- [Problem description]:
Count the lines in the entries below that contain the word "green", and give only that number.

——————————

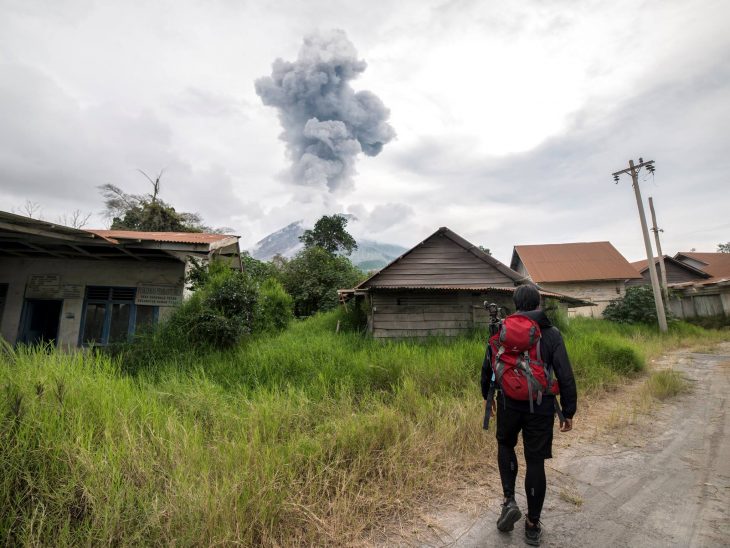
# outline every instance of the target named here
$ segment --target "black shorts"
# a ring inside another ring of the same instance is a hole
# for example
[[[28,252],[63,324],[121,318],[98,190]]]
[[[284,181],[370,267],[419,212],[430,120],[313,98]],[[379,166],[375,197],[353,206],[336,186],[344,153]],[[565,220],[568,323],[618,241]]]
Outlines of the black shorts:
[[[538,415],[497,405],[497,443],[514,448],[522,430],[525,458],[550,459],[553,456],[555,415]]]

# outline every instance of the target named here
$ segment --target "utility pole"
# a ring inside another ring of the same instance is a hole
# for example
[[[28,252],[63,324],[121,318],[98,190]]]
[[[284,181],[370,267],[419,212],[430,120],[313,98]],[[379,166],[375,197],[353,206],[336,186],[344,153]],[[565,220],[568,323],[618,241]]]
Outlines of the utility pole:
[[[644,247],[646,248],[646,258],[649,261],[649,276],[651,277],[651,288],[654,291],[654,304],[656,304],[657,320],[659,321],[659,330],[662,333],[667,332],[667,316],[664,313],[664,300],[662,299],[662,291],[659,287],[659,279],[656,275],[656,265],[654,264],[654,253],[651,250],[651,241],[649,241],[649,227],[646,225],[646,214],[644,213],[644,203],[641,201],[641,191],[639,190],[639,170],[642,167],[653,173],[654,160],[644,162],[643,158],[639,158],[639,164],[634,165],[633,160],[629,160],[629,167],[622,169],[613,174],[613,180],[618,184],[618,179],[624,173],[631,175],[634,185],[634,194],[636,195],[636,205],[639,208],[639,220],[641,221],[641,231],[644,233]]]
[[[667,289],[667,268],[664,265],[664,254],[662,253],[662,244],[659,241],[659,233],[664,232],[656,225],[656,213],[654,212],[654,200],[649,196],[649,211],[651,211],[651,231],[654,233],[654,241],[656,242],[656,252],[659,255],[659,274],[662,282],[662,295],[664,296],[664,306],[669,304],[669,290]]]

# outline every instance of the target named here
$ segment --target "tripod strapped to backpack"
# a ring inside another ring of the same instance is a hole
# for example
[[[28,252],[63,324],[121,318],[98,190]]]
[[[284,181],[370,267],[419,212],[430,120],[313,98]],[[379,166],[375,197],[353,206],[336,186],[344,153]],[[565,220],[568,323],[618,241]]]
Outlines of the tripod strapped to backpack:
[[[509,396],[511,399],[528,401],[532,413],[533,400],[540,405],[543,393],[556,395],[559,386],[540,356],[541,333],[538,324],[519,312],[500,318],[501,309],[496,304],[485,302],[484,306],[489,311],[490,321],[489,344],[482,368],[492,371],[482,424],[487,430],[497,388],[504,392],[505,398]],[[562,424],[565,417],[557,399],[553,401],[555,412]]]
[[[502,319],[499,317],[499,311],[503,311],[504,309],[500,308],[495,303],[487,303],[487,301],[484,301],[484,308],[486,308],[489,312],[489,337],[487,338],[487,340],[489,340],[499,333],[499,325],[502,323]],[[487,350],[484,353],[484,365],[482,367],[486,367],[487,364],[489,364],[489,368],[491,369],[492,356],[489,344],[487,344]],[[487,402],[484,408],[484,424],[482,424],[482,428],[484,428],[484,430],[489,429],[489,419],[492,416],[492,402],[494,401],[495,390],[496,382],[494,381],[494,373],[492,373],[492,380],[489,383],[489,391],[487,392]]]

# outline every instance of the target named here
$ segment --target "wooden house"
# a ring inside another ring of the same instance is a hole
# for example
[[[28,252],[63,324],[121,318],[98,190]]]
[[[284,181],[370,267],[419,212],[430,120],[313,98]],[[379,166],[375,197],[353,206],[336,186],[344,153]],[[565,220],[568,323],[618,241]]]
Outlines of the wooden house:
[[[446,227],[353,289],[362,298],[376,338],[455,336],[485,327],[484,302],[514,311],[512,294],[528,280]],[[560,295],[566,304],[586,304]]]
[[[546,291],[590,301],[571,315],[600,317],[626,293],[627,280],[641,275],[610,242],[517,245],[510,266]]]
[[[657,276],[659,276],[659,257],[654,258],[654,265],[657,269]],[[649,261],[646,259],[643,261],[635,261],[631,263],[631,266],[633,266],[636,271],[641,274],[642,279],[629,280],[626,282],[627,286],[651,284]],[[702,281],[711,277],[707,272],[703,272],[699,268],[683,263],[669,255],[664,255],[664,270],[667,273],[667,285]]]

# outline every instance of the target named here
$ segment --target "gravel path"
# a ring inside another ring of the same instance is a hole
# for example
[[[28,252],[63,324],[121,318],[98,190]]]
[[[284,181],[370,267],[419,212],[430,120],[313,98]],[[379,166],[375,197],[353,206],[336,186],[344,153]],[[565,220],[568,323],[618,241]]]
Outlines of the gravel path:
[[[730,546],[730,345],[714,352],[665,358],[692,390],[650,420],[569,446],[560,439],[548,461],[543,546]],[[518,503],[524,512],[524,494]],[[451,516],[434,544],[524,546],[522,521],[496,530],[498,510],[493,501],[478,516]]]

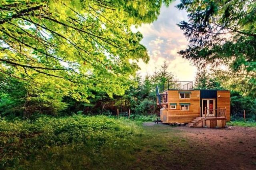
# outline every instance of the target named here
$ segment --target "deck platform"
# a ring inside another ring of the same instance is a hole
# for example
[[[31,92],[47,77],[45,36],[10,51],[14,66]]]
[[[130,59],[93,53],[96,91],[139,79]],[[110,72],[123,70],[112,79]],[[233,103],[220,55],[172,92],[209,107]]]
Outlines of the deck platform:
[[[225,128],[226,118],[224,116],[210,116],[198,118],[202,121],[202,127],[208,128]]]

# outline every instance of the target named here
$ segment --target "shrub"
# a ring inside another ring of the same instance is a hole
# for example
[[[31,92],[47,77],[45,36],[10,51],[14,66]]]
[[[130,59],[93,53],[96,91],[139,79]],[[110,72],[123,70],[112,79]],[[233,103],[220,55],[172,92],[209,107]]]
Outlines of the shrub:
[[[129,139],[138,134],[139,129],[131,121],[103,116],[44,116],[34,121],[2,119],[0,169],[17,169],[21,162],[24,164],[26,160],[36,160],[35,158],[42,154],[46,154],[50,160],[53,154],[67,149],[71,152],[84,148],[85,155],[96,156],[104,149],[131,144]]]

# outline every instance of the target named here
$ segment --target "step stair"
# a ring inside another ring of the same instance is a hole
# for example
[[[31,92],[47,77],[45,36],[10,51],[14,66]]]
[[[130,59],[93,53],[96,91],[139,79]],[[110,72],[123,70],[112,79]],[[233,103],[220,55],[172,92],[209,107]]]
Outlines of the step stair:
[[[195,118],[193,120],[188,123],[187,126],[189,128],[202,127],[203,119],[201,118]]]

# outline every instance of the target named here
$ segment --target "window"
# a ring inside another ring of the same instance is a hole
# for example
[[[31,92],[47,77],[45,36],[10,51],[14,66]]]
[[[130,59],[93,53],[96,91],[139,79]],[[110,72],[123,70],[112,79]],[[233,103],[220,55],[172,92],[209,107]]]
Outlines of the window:
[[[189,105],[180,105],[180,110],[189,110]]]
[[[189,93],[180,93],[180,98],[190,98],[190,94]]]
[[[180,103],[181,110],[189,110],[190,103]]]
[[[171,105],[171,109],[176,109],[176,105]]]

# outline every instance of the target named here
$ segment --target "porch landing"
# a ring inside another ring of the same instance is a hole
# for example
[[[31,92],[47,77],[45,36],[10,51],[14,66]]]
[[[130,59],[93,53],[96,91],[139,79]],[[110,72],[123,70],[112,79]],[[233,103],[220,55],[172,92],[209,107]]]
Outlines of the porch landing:
[[[190,128],[224,128],[226,118],[224,116],[198,117],[188,123]]]

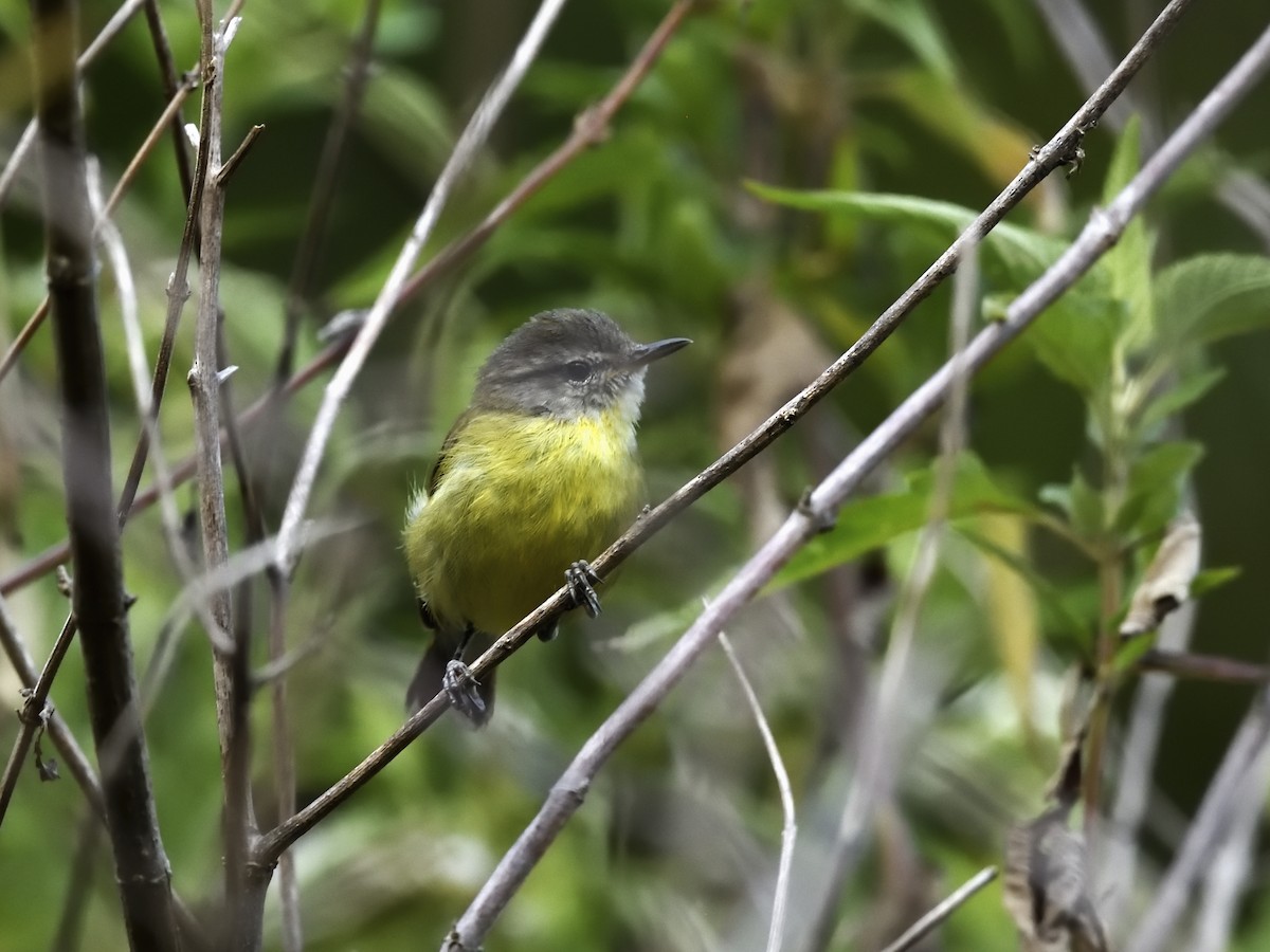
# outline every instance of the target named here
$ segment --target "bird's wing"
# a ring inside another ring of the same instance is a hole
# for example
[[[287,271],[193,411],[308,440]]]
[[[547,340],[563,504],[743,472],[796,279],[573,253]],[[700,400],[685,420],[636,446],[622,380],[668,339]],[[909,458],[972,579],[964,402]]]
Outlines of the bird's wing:
[[[441,449],[437,453],[437,462],[432,467],[432,472],[428,473],[428,486],[427,493],[431,496],[441,486],[442,480],[446,479],[446,473],[450,471],[450,449],[458,440],[460,434],[467,426],[471,420],[471,410],[465,410],[455,425],[450,428],[450,433],[446,434],[446,439],[441,443]]]

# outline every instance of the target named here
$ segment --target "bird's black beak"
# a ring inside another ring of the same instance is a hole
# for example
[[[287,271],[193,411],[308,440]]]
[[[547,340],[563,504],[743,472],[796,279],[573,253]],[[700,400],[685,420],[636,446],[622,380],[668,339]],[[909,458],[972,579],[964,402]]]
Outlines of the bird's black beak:
[[[653,363],[653,360],[660,360],[663,357],[673,354],[691,343],[687,338],[667,338],[665,340],[654,340],[652,344],[636,344],[630,354],[630,366],[644,367]]]

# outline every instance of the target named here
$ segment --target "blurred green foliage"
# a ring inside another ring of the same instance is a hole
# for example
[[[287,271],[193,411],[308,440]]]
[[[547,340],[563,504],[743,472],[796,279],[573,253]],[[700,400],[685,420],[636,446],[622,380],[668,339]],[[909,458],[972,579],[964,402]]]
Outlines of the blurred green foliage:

——————————

- [Exercise output]:
2